Short exercise 1:
Please transcribe the stretch of the tree identification article from "Out and About in Autumn: Trees" through "of your tree.".
Short exercise 2:
Answer these from the tree identification article:
(a) Which two trees could the writer already identify?
(b) By what three things does the site let you identify trees?
(c) What does the page at the end of the identification process show?
Short exercise 3:
Write the next part of the tree identification article, picking up after its last sentence.

Passage to read:
···

Out and About in Autumn: Identifying Trees and Tracks
Book Review: Take a Look Around: Photography Activities for Young People
Web Sites: Backyard Birding

Out and About in Autumn: Trees and Tracks
My son keeps picking up pretty autumn leaves, and I’m kicking myself for never learning to identify any but oak and maple. So I was thrilled and relieved to come upon What Tree is It? (http://www.oplin.lib.oh.us/products/tree/). The site lets you identify trees by leaf, fruit (like the acorn), or by name. You might need a twig with a few leaves on it to get through the identification process, but at the end you are rewarded with a page that shows you several photographs of your leaf and the name of your tree.

···

Rows:
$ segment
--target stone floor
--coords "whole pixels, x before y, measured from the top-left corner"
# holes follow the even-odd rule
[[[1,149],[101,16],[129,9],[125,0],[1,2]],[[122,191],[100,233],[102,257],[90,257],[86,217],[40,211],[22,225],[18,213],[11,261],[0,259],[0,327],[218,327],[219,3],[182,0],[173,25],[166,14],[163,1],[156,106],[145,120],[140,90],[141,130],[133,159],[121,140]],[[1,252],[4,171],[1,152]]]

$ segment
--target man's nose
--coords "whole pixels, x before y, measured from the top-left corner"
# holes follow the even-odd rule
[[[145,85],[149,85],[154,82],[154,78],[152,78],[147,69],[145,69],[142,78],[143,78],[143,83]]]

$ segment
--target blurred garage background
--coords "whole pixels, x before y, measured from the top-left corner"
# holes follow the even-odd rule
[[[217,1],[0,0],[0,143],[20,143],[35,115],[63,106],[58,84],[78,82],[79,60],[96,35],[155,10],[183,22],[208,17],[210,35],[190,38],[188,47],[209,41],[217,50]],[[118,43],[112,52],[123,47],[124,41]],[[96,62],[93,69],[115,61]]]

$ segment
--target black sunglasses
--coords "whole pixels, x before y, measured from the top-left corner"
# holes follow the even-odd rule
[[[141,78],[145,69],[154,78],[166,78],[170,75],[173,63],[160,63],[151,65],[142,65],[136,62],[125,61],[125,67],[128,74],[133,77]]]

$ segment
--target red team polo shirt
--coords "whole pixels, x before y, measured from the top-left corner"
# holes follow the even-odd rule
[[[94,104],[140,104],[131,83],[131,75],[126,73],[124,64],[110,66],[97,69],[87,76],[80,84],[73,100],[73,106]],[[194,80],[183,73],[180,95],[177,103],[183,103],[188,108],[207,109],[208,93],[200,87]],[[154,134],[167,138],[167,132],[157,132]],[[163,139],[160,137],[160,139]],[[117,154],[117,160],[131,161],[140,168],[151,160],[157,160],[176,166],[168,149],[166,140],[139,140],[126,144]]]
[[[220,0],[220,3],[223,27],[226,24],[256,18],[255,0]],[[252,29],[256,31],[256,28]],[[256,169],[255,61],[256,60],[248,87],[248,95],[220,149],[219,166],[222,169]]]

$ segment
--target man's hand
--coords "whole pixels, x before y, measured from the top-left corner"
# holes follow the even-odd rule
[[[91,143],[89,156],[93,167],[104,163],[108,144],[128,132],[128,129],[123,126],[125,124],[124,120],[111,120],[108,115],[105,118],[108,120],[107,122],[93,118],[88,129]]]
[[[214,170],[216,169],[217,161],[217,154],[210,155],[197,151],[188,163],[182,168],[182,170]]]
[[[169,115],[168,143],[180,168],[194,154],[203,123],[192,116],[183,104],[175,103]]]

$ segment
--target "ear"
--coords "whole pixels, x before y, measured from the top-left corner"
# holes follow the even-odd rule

···

Task answer 1:
Out and About in Autumn: Trees and Tracks
My son keeps picking up pretty autumn leaves, and I’m kicking myself for never learning to identify any but oak and maple. So I was thrilled and relieved to come upon What Tree is It? (http://www.oplin.lib.oh.us/products/tree/). The site lets you identify trees by leaf, fruit (like the acorn), or by name. You might need a twig with a few leaves on it to get through the identification process, but at the end you are rewarded with a page that shows you several photographs of your leaf and the name of your tree.

Task answer 2:
(a) Oak and maple.
(b) By leaf, by fruit (like the acorn), or by name.
(c) Several photographs of your leaf and the name of your tree.

Task answer 3:
As we explore the autumn woods we’re also finding quite a few animal tracks. We love our track book, Tracking and the Art of Seeing by Paul Rezendes, but the backpack was getting heavy with all the field guides. To the rescue comes the Peterson Flash Guides (Animal Tracks), a laminated, fold-out guide that includes tracks of over a hundred common animals. The Flash Guide Series is available at the Roger Tory Peterson Institute's online nature store at http://www.withoutbricks.com/rtpi. The guides are also available in science/nature-oriented bookstores.

Book Review
Take a Look Around: Photography Activities for Young People by Jim Varriale
It’s not surprising that kids like to take pictures. Of all the art forms, photography requires the least manual dexterity. So why do most photography classes for kids start at age 12 or so, long after the drawing and painting classes? I assume it’s because they focus on darkroom technique, with its attendant exposure to nasty chemicals.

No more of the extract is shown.